__Tarefa solicitada A__.
Por favor, copie sem nenhuma alteração as linhas dos registros abaixo, da linha que contém "of the chrome" até a linha que contém "[[273, 366]]", incluindo as duas.

___ Texto apresentado

Se tem um tema recorrente entre os designers hoje, este tema é o plágio - principalmente quando o assunto é design de marca.
É indiscutível que o volume de imagens disponíveis online facilite a vida de alguns mal-intencionados e que por isso haja sim muito plágio acontecendo, mas com certeza é muito menos do que se promove.
A impressão que tenho é que a cada 10 marcas publicadas nas redes sociais, 11 são acusadas de plágio. Para piorar, essas acusações dificilmente são feitas diretamente para o suposto plagiador, mas compartilhadas publicamente e normalmente utilizando tons desnecessariamente agressivos. Parece que hoje nenhuma opinião é pessoal, todas devem ser públicas e necessitam de aceitação em massa.
Isso muitas vezes pode ter consequências desastrosas pois, neste caso, o que poderia ser uma conversa saudável entre duas partes pode se tornar uma espécie de motim e destruir a carreira de um bom profissional por um erro, deslize, ou pior, por nada.
Não sou especialista em questões legais de registro de marca ou propriedade intelectual, por isso decidi estudar o assunto de forma abrangente antes de fechar uma opinião sobre o ponto de vista do design gráfico.
Este artigo é o resultado deste estudo, portanto, sinta-se livre para tirar suas próprias conclusões.
O conceito de descobertas múltiplas
É totalmente possível que duas ou mais pessoas tenham a mesma ideia, ao mesmo tempo, sem que uma tenha conhecimento da existência da outra.
O conceito de descobertas múltiplas defende a hipótese de que sempre que alguém tem uma grande ideia, provavelmente há outra pessoa no mesmo caminho.
Um dos casos mais conhecidos entre nós, brasileiros, é o de Santos Dumont e os irmãos Wright. Quem inventou o avião, afinal?
Provavelmente os três. A única diferença entre Santos Dumont e os irmãos Wright, ao que tudo indica, é que o brasileiro fez seus testes para o público, enquanto os Wright apresentavam seus vôos na presença de poucas pessoas. Outros nomes, como Otto Lilienthal e Percy Pilcher estavam no mesmo caminho e já vinham tentando construir uma máquina voadora antes mesmo do trio.
Isaac Newton, inglês, e Gottfried Lebniz, alemão, inventaram o cálculo praticamente ao mesmo tempo, por volta de 1684.

______
___ Dados fornecidos

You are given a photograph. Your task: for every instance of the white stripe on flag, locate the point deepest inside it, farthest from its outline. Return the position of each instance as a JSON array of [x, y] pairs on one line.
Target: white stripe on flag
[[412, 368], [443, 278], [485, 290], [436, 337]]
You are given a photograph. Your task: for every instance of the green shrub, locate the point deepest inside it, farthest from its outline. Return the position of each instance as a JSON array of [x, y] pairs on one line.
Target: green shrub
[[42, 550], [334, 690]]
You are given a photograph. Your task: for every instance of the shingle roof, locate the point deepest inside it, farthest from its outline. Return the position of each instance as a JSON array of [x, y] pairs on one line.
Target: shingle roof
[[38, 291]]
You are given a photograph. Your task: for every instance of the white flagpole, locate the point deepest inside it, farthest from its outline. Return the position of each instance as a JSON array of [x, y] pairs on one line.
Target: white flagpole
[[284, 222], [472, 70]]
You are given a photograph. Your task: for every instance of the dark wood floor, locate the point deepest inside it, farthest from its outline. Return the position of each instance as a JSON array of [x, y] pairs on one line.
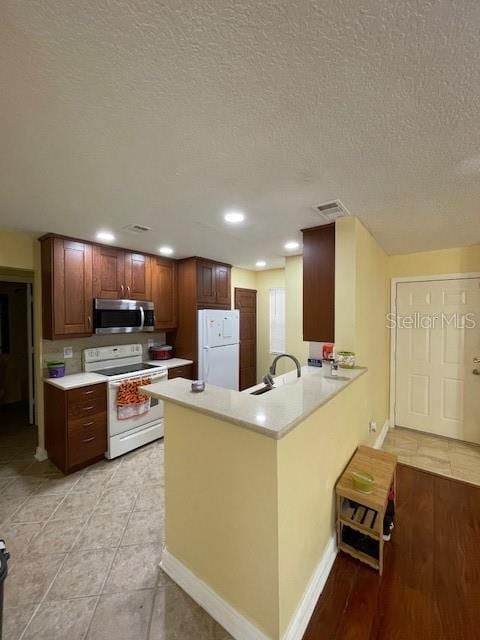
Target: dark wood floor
[[430, 588]]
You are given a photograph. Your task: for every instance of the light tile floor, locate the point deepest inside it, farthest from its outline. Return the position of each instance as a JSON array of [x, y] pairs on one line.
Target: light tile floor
[[451, 458], [85, 549]]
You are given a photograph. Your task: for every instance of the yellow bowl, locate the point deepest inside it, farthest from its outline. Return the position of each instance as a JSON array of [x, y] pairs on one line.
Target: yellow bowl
[[362, 481]]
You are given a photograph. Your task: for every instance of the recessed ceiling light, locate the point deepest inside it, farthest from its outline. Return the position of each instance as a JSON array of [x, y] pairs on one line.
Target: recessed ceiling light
[[106, 236], [234, 217], [290, 246]]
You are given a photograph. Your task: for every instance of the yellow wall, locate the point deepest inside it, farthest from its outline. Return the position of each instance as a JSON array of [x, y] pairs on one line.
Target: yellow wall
[[310, 460], [345, 284], [458, 260], [372, 307], [220, 495], [243, 279], [294, 310], [251, 516], [16, 250], [362, 302]]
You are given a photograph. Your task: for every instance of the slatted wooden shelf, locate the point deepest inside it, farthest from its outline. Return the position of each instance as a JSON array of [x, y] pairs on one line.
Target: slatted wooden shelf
[[368, 517]]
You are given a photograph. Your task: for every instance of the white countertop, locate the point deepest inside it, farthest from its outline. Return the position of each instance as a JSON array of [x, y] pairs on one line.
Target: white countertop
[[76, 380], [274, 413], [170, 364]]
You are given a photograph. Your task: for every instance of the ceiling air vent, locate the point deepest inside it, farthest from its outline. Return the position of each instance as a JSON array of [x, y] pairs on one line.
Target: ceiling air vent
[[137, 228], [330, 211]]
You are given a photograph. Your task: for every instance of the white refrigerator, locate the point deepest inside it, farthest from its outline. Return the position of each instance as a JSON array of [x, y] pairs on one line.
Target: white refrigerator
[[218, 347]]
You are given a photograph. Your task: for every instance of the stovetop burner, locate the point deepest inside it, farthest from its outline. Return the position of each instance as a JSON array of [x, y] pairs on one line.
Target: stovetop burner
[[126, 368]]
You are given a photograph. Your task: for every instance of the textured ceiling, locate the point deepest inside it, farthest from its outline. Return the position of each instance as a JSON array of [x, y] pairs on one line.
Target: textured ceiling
[[166, 113]]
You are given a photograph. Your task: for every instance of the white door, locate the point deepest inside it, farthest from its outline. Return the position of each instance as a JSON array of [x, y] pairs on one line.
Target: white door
[[437, 342]]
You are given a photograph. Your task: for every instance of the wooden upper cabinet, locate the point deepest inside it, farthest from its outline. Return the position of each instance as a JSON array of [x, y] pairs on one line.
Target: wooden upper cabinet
[[67, 297], [206, 282], [319, 284], [138, 281], [213, 284], [164, 293], [109, 273], [222, 284]]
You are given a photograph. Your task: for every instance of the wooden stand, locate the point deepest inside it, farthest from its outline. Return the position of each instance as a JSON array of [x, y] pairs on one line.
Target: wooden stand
[[368, 517]]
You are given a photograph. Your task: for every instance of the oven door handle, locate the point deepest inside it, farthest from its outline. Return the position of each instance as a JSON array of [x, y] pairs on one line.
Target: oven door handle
[[153, 378]]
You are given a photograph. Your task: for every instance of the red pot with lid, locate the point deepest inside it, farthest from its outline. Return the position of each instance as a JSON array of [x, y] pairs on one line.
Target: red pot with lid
[[163, 352]]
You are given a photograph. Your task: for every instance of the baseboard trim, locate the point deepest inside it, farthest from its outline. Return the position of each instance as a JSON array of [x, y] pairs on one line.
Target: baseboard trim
[[41, 455], [382, 435], [302, 615], [237, 625]]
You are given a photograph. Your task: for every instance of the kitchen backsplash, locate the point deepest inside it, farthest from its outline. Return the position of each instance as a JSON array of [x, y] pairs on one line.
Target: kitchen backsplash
[[53, 349]]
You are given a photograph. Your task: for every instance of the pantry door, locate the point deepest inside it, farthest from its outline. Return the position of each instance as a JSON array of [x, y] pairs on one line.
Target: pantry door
[[437, 386]]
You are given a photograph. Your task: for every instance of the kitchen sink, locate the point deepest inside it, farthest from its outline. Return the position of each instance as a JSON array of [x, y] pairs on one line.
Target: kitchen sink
[[259, 392]]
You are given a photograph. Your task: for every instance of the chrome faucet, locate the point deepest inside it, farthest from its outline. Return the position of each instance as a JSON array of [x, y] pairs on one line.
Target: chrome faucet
[[273, 366]]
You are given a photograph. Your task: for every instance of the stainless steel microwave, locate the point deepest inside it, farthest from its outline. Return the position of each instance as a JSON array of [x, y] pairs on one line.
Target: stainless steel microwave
[[123, 316]]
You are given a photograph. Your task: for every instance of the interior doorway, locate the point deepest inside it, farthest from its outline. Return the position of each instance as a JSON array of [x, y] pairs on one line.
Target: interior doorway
[[246, 303], [17, 386], [436, 351]]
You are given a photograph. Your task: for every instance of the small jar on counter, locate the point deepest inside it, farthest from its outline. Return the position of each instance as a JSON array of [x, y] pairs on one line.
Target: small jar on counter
[[345, 359]]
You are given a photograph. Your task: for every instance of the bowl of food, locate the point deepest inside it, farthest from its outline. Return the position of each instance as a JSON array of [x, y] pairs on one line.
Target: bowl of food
[[362, 481]]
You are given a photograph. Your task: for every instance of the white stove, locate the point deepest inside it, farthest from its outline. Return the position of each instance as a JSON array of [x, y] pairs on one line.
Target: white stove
[[124, 363]]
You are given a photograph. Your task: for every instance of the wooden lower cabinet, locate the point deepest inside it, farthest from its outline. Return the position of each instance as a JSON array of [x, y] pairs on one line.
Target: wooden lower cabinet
[[75, 425], [184, 371]]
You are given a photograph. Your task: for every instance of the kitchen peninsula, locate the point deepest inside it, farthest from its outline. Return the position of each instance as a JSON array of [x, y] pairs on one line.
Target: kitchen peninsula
[[250, 493]]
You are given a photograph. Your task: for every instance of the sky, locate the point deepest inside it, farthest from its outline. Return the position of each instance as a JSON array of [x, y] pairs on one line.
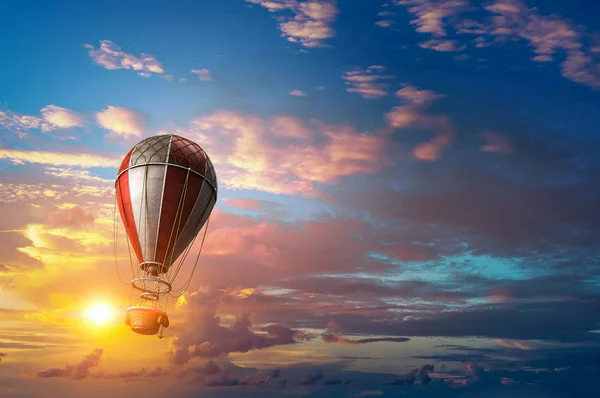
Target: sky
[[408, 197]]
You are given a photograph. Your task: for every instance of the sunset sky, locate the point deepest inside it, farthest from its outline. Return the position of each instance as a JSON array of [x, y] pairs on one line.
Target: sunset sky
[[408, 197]]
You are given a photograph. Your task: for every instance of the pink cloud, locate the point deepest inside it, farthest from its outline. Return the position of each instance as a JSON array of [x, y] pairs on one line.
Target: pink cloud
[[508, 21], [121, 121], [282, 154], [203, 74], [311, 24], [367, 82], [412, 113], [298, 93]]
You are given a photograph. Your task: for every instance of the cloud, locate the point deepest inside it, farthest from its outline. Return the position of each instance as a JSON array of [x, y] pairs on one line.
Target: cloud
[[53, 118], [442, 45], [412, 114], [298, 93], [80, 370], [73, 217], [312, 21], [59, 158], [203, 74], [61, 117], [205, 337], [76, 174], [367, 82], [334, 338], [110, 56], [282, 154], [121, 121], [496, 143], [506, 21], [432, 16]]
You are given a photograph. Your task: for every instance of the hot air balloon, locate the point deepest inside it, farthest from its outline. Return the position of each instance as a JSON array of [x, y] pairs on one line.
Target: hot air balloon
[[166, 189]]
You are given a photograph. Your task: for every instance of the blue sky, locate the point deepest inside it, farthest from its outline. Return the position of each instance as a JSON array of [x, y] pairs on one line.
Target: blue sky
[[405, 169]]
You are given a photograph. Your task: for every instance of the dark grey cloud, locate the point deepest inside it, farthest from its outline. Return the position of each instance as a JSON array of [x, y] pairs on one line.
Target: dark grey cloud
[[205, 337], [80, 370]]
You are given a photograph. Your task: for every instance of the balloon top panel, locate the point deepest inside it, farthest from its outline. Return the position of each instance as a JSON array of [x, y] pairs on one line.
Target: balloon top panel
[[171, 149]]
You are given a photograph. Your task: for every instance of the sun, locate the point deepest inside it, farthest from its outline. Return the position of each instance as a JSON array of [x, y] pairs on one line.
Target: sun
[[100, 313]]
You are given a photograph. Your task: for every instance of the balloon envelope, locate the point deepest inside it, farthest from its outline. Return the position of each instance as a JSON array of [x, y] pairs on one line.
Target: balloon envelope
[[166, 190]]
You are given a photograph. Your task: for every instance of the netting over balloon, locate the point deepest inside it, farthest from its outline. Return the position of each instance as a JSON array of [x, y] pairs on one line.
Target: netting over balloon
[[166, 188]]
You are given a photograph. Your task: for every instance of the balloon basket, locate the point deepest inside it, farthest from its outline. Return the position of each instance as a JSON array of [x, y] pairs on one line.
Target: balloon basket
[[146, 320]]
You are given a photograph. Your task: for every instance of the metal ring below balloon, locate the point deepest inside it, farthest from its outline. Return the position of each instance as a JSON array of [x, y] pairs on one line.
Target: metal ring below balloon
[[150, 296], [151, 284]]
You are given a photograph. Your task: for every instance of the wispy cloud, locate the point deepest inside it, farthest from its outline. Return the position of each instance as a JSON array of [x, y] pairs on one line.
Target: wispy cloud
[[61, 117], [412, 113], [121, 121], [58, 158], [52, 118], [298, 93], [506, 21], [78, 371], [496, 143], [110, 56], [367, 82], [203, 74], [312, 21], [283, 154]]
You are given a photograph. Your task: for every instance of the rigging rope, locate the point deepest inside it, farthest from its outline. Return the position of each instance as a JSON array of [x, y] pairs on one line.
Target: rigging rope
[[187, 284]]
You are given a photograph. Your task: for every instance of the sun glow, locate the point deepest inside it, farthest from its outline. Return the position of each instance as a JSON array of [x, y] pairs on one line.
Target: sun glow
[[100, 313]]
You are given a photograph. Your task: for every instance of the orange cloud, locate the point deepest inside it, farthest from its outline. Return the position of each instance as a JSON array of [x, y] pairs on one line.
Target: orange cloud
[[53, 118], [283, 155], [120, 121], [80, 370], [59, 158], [72, 217]]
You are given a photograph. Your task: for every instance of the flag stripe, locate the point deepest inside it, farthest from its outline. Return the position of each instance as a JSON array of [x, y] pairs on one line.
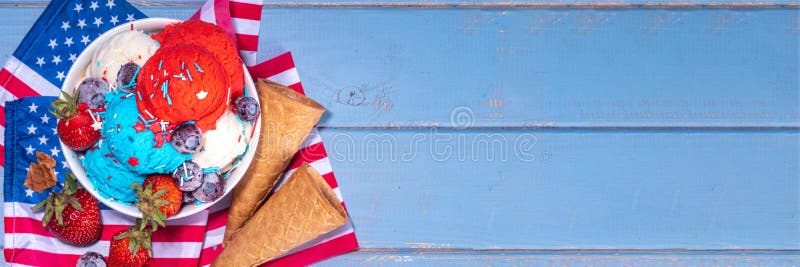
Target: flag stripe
[[222, 14], [309, 154], [254, 2], [289, 76], [184, 233], [269, 68], [19, 209], [247, 42], [207, 13], [330, 248], [246, 26], [245, 11], [185, 250], [15, 86], [34, 257]]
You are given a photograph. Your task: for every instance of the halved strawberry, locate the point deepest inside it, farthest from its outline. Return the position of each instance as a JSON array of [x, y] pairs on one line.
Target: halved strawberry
[[77, 214], [159, 199], [130, 248], [76, 127]]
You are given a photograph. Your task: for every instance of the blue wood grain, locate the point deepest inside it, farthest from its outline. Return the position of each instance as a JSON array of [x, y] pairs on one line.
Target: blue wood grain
[[534, 68], [569, 68], [562, 258], [571, 189], [461, 3], [511, 70]]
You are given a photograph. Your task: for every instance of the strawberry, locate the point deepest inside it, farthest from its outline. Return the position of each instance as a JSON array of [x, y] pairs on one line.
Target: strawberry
[[77, 215], [130, 248], [159, 199], [76, 127]]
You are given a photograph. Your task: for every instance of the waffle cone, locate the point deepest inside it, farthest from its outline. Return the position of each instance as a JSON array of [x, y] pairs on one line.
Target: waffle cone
[[303, 209], [287, 118]]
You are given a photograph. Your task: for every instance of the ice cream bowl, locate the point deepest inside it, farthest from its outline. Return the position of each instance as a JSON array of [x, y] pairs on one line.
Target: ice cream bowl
[[77, 73]]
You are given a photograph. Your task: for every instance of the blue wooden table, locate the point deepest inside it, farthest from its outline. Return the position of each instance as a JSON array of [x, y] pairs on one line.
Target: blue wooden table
[[548, 133]]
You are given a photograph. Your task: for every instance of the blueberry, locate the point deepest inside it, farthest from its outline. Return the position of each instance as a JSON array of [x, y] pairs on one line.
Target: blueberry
[[91, 259], [187, 138], [125, 76], [213, 187], [247, 108], [188, 198], [92, 91], [188, 176]]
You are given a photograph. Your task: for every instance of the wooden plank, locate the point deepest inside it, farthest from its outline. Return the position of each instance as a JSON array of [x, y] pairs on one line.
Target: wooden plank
[[558, 189], [533, 68], [469, 3], [529, 68], [562, 258]]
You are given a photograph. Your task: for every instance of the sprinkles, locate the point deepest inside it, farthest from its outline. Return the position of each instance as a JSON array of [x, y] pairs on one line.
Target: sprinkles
[[211, 170]]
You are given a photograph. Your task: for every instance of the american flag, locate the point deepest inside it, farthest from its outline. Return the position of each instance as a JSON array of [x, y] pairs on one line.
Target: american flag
[[38, 68]]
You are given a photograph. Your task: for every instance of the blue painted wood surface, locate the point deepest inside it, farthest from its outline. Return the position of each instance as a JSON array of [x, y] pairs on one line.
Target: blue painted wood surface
[[466, 3], [654, 135]]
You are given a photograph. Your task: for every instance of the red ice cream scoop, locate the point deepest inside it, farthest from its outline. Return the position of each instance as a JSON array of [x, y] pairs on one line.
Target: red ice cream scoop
[[215, 40], [181, 83]]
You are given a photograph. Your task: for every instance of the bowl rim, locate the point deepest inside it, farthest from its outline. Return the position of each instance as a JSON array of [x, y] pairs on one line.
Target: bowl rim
[[76, 74]]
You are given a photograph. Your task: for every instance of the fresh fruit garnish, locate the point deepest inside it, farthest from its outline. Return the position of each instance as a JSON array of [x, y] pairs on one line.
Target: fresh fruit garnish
[[188, 176], [91, 259], [131, 248], [187, 138], [76, 127], [159, 199], [213, 187], [188, 198], [125, 77], [92, 91], [72, 215], [247, 108]]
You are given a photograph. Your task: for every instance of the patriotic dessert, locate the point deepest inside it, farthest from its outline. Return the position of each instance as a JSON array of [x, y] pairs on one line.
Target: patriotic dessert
[[162, 118]]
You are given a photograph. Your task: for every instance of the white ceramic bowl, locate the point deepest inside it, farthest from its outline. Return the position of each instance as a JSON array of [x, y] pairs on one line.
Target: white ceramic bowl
[[76, 75]]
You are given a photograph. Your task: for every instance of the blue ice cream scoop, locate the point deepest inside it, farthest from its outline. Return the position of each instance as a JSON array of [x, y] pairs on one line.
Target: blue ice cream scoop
[[109, 176], [128, 152], [135, 146]]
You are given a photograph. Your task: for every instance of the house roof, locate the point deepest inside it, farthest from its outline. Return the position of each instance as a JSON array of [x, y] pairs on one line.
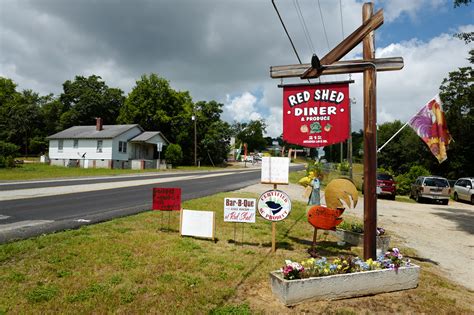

______

__Tarefa solicitada B__.
Explique, com base no texto sobre plágio no design de marca, o motivo dado para estudar o assunto de forma abrangente antes de fechar uma opinião.

__Resposta escrita A__.
You are given a photograph. Your task: for every instance of the chrome faucet, locate the point deepest inside it, farthest from its outline. Return the position of each instance as a JSON array of [x, y] pairs on one line.
Target: chrome faucet
[[273, 366]]

__Resposta escrita B__.
Quem escreve não é especialista em questões legais de registro de marca ou propriedade intelectual. Por isso, decidiu estudar o assunto de forma abrangente antes de fechar uma opinião do ponto de vista do design gráfico.